# AIM OF THE TASK
According to the abstract, how many conditions together form an ethical substitute for informed consent in emergency research?

# READING TEXT
......

Abstract

Emergency research poses a fundamental ethical dilemma: prohibit valuable research because informed consent is not possible or enroll individuals in clinical trials without informed consent. Although emergency research without initial consent is allowable in the United States, its regulatory status remains uncertain internationally. More important, no ethical justification for emergency research without consent has been widely accepted. Whether emergency research without initial consent can be justified depends on whether the values that are secured by informed consent-respect for autonomy and protection of well-being-can be secured by other means. Analysis suggests that these values can be secured by the satisfaction of 5 conditions: (1) responsiveness (the experimental intervention must be responsive to an urgent medical need of the patients), (2) comparable risk-benefit ratio (the risk-benefit ratio of the experimental intervention is favorable, and at least as favorable as that of available alternatives and the control, if any), (3) no conflicting preferences (there is no compelling reason to think that participation in the research conflicts with enrolled patients' values or interests), (4) minimal net risks (nonbeneficial procedures included in the study cumulatively pose no greater than minimal risk), and (5) prompt consent (consent for ongoing and additional emergency research interventions is obtained as soon as possible). Together, these conditions constitute an ethical substitute for informed consent in emergency research-forming the consent substitute model.

......

# EXTRACTED MATERIAL
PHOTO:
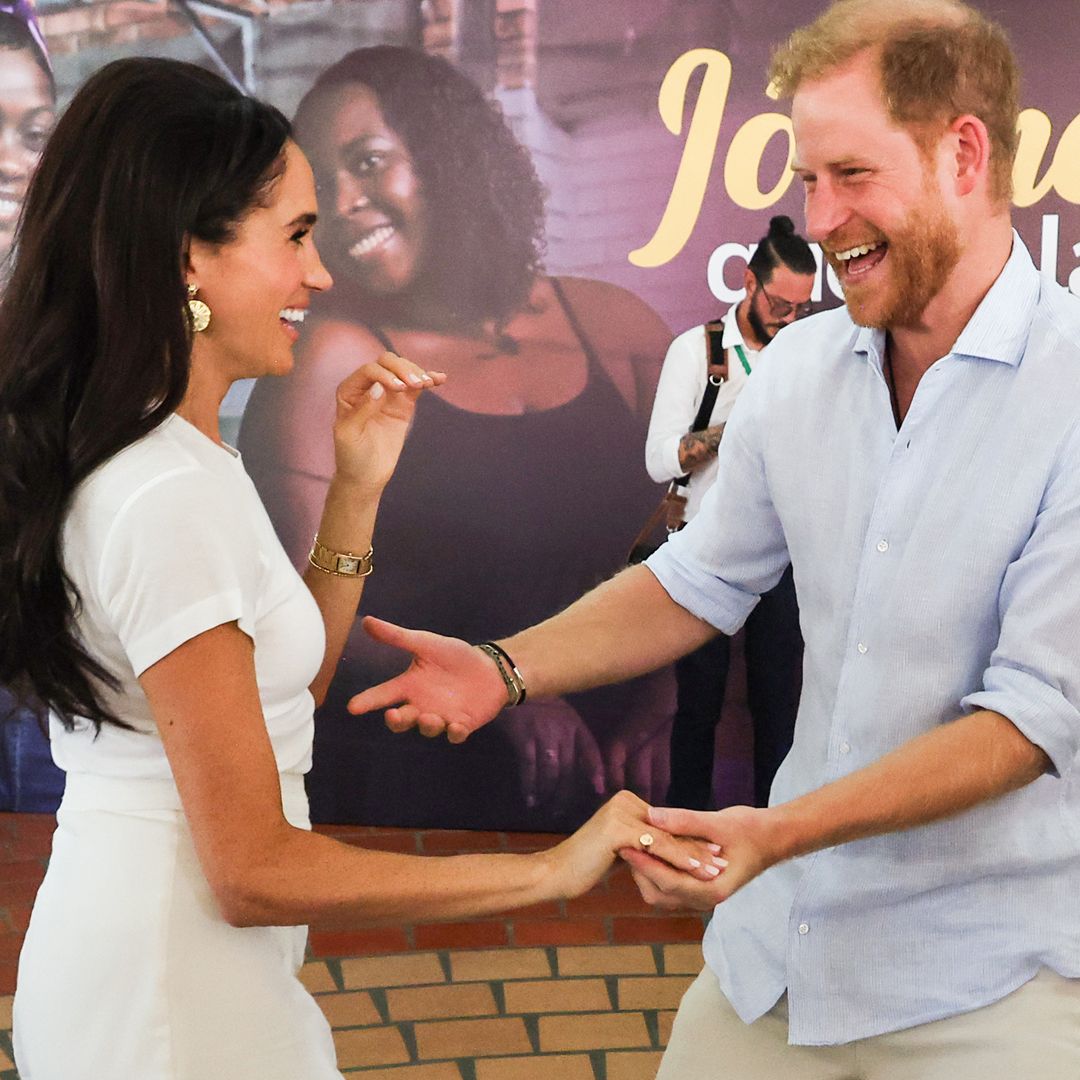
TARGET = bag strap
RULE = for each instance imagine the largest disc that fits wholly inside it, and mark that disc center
(709, 399)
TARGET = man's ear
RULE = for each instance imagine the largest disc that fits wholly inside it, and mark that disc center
(970, 152)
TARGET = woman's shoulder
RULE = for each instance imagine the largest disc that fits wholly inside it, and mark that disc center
(594, 295)
(629, 337)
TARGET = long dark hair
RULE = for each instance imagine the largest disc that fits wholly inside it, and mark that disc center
(95, 338)
(485, 201)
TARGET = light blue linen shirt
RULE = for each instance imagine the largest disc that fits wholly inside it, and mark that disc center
(939, 572)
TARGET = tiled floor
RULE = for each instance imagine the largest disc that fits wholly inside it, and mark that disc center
(583, 989)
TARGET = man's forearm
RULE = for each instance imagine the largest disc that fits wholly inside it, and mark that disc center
(975, 758)
(697, 447)
(624, 628)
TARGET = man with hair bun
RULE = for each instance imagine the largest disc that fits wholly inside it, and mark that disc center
(705, 368)
(906, 906)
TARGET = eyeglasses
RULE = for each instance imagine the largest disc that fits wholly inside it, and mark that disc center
(780, 308)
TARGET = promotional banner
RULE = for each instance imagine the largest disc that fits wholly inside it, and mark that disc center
(539, 216)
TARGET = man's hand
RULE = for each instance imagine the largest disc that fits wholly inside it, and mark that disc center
(450, 686)
(698, 447)
(741, 839)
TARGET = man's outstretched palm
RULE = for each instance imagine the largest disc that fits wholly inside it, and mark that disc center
(449, 687)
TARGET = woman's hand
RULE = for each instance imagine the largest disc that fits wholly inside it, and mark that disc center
(742, 838)
(581, 860)
(374, 410)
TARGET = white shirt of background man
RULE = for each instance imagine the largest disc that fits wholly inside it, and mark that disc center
(679, 391)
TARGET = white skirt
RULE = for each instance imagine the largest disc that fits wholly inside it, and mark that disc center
(129, 972)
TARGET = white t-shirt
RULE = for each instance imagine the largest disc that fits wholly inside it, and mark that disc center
(679, 391)
(167, 539)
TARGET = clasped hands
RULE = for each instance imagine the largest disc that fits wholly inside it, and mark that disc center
(453, 688)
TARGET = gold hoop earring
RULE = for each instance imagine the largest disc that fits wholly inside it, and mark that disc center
(200, 312)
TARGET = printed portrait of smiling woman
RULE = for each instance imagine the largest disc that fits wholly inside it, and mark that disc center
(522, 482)
(27, 103)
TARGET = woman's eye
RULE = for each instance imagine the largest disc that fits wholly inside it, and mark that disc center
(35, 138)
(366, 162)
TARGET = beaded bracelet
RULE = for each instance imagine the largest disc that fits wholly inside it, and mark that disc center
(511, 676)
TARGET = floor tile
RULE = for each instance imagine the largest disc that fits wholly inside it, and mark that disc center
(557, 995)
(594, 1031)
(633, 1065)
(550, 1066)
(370, 1045)
(351, 1009)
(434, 1002)
(607, 960)
(472, 1038)
(407, 969)
(500, 963)
(683, 959)
(655, 991)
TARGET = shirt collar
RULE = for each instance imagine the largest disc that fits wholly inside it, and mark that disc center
(732, 335)
(999, 327)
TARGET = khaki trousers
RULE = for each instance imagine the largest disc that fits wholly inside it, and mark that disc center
(1034, 1034)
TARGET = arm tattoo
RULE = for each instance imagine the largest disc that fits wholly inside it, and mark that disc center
(697, 447)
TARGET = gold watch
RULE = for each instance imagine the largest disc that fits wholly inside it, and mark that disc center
(342, 564)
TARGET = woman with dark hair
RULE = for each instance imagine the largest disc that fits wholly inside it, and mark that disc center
(27, 107)
(28, 779)
(522, 482)
(165, 252)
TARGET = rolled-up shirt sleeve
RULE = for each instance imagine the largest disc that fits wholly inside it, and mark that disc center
(678, 396)
(1034, 675)
(734, 550)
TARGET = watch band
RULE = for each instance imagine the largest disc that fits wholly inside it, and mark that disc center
(341, 564)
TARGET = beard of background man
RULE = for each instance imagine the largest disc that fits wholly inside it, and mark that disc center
(921, 254)
(756, 322)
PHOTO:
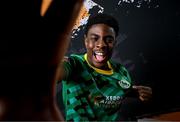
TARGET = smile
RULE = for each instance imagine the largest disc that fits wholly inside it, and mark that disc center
(100, 56)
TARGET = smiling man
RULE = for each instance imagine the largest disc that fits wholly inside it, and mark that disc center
(93, 85)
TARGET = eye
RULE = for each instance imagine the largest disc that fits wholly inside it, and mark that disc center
(109, 39)
(94, 38)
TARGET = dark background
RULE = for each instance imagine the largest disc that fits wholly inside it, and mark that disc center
(148, 46)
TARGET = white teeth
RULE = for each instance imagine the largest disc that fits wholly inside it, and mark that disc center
(98, 53)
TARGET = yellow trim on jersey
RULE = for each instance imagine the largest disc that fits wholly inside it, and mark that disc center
(105, 72)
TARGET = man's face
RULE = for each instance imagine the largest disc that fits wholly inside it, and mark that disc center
(99, 43)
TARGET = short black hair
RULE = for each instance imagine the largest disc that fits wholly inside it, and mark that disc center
(102, 19)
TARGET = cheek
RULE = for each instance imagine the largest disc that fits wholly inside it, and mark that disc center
(89, 45)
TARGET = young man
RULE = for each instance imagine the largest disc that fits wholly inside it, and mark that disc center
(93, 85)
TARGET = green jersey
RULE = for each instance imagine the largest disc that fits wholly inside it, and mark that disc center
(92, 94)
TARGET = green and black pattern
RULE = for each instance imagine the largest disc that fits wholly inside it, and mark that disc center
(89, 95)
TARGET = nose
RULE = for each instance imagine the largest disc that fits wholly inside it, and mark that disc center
(101, 44)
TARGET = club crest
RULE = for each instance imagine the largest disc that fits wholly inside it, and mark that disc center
(124, 84)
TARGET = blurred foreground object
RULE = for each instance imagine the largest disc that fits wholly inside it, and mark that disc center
(33, 41)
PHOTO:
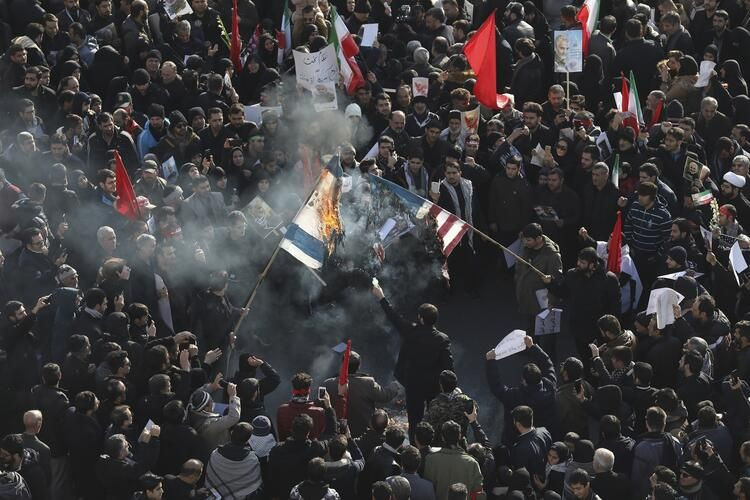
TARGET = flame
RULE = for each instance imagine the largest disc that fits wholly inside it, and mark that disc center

......

# ANSWER TO THE EXERCISE
Five conditions.